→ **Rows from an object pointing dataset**
============
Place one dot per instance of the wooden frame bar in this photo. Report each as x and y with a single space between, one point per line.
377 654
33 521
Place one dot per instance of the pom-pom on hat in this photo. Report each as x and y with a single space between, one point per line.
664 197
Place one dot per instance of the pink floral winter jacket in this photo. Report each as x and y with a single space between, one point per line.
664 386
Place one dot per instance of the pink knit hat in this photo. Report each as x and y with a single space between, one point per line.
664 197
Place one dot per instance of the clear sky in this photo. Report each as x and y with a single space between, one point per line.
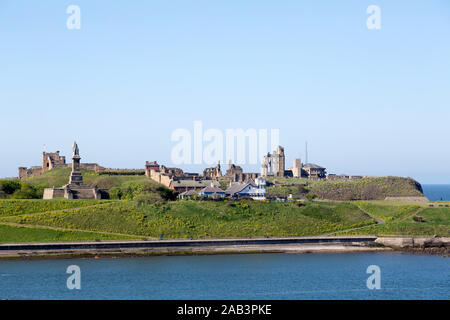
369 102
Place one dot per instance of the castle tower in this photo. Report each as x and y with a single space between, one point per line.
297 168
281 161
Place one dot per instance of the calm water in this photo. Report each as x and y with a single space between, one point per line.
258 276
436 192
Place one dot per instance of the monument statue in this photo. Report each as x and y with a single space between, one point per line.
75 150
75 189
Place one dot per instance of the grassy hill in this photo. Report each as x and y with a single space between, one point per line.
63 220
120 186
373 188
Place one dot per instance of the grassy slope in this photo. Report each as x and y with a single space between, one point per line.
16 207
375 188
12 234
203 219
437 222
206 219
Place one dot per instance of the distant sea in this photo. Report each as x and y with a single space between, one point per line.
246 276
436 192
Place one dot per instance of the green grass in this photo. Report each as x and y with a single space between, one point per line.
387 211
9 207
60 176
12 234
436 222
206 219
373 188
81 219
============
→ **TASK DIRECTIONS**
Copy every record above word for word, leaving out the picture.

→ **CORRECT ANSWER**
Place one dot per instance of the wooden frame bar in this photo. Report each as x and y with a single space between, one point per line.
377 654
33 521
Place one dot per instance of the pom-pom on hat in this photo. Report each as x and y with a single space between, one point per line.
664 197
Place one dot per instance of the pink floral winter jacket in this photo. Report each as x and y with a single space between, one point per line.
664 386
Place one dot per instance of the pink knit hat in this photo. Report each as x and y with a single space between, one point per line.
664 197
Place one dot per instance of the clear sky in this photo. Report each as x and y with a single space between, one point per line.
369 102
Place one dot per instance of the castle tower in this photo. Report each as x and y with a single space between, one point per line.
297 168
281 161
Place one dot per instance of the calm water in this photo. Report each as x and y with a single space between, one point per line.
258 276
436 192
Place one dot per instance of the monument statue in this photo. Report each as x and y with a single space between, one point per line.
75 150
75 189
Place one dot per instance of the grassy hill in this photo. Report each as x and y with a single space between, one point per line.
63 220
120 186
373 188
Place one dot per instance of the grassy slope in this photo. Report each as x and y with a single space between, one point per line.
16 207
375 188
12 234
203 219
437 222
206 219
Place one dot per instance of the distant sea in this photo. Report each as x and y with a single space between, one point per line.
246 276
436 192
Place one dot per instance of the green grass in this photo. Report each as x and y with a single space between, one point per line.
387 211
9 207
60 176
12 234
436 222
206 219
373 188
81 219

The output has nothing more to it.